[Stored data entries]
━━━━━━━━━━

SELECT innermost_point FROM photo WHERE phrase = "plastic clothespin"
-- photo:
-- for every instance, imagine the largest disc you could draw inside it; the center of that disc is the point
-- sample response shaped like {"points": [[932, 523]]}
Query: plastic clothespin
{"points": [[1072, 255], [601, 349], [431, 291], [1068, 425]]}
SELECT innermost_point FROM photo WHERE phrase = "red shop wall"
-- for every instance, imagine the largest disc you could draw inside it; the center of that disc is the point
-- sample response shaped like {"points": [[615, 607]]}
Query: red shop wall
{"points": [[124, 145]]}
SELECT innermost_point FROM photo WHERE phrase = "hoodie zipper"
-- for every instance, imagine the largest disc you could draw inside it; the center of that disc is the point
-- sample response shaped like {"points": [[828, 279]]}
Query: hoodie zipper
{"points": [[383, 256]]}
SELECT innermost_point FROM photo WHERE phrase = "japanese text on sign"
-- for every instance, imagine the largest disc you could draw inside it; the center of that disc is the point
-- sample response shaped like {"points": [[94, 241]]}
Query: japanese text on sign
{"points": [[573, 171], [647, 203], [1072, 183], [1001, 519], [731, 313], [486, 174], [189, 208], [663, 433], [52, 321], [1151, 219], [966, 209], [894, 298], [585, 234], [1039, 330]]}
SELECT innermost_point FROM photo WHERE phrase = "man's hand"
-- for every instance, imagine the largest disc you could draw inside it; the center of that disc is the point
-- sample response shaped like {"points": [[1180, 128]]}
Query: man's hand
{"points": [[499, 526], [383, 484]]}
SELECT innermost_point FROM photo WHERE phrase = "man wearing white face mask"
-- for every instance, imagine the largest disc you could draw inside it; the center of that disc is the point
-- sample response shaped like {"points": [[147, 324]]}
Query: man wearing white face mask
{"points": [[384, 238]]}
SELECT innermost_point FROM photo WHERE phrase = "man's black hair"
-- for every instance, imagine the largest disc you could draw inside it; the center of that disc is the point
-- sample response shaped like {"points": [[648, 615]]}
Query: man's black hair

━━━━━━━━━━

• **Exercise directions**:
Return each entry above exactly, leaving none out.

• **Task response**:
SELECT innermost_point FROM photo WHERE phrase = "plastic clothespin"
-- photo:
-- for every instance, imagine the largest disc you could draw inside it; the center of that disc is the point
-- sample response shaped like {"points": [[932, 523]]}
Query: plastic clothespin
{"points": [[1072, 255], [601, 349], [431, 291], [1068, 425]]}
SELECT innermost_point FROM photo WHERE phrase = "red shop wall"
-- for every instance, imagine the largest disc you could draw inside it; the center of that disc is the point
-- sample response shaped like {"points": [[615, 607]]}
Query: red shop wall
{"points": [[124, 145]]}
SELECT innermost_point FROM photo WHERE phrase = "hoodie zipper"
-- for every instance, imagine the largest disc you could draw inside it; the center of that disc is the point
-- sample response shaped like {"points": [[828, 279]]}
Query: hoodie zipper
{"points": [[383, 256]]}
SELECT innermost_point FROM photo WHERE phrase = "japanese text on sign"
-- for every instance, imagine the largest disc you could draw inside it; the center of that disc is the point
-- sample response shaped like {"points": [[94, 241]]}
Query: japanese text on sign
{"points": [[573, 171], [647, 203], [1072, 183], [1001, 519], [731, 313], [486, 174], [189, 208], [663, 433], [52, 321], [1151, 219], [966, 209], [894, 298], [585, 234], [1039, 330]]}
SELECT innermost_point FROM photo WHERE phrase = "man's hand"
-- for every instance, imagine the largest disc you could draw inside it; the center of that disc is the point
-- sample response shaped like {"points": [[1180, 128]]}
Query: man's hand
{"points": [[499, 526], [383, 484]]}
SELECT innermost_point FROM photo WHERE phrase = "man wearing white face mask"
-- for every instance, imagine the largest disc you could draw inside it; the center of that disc is the point
-- sample response shaped like {"points": [[147, 324]]}
Query: man wearing white face mask
{"points": [[384, 238]]}
SELECT innermost_point FROM photo WHERE phrase = "man's black hair"
-- for every instance, imagine the largest disc you could draw inside it; the center of that disc is the point
-- sample response shaped like {"points": [[648, 615]]}
Query: man's black hair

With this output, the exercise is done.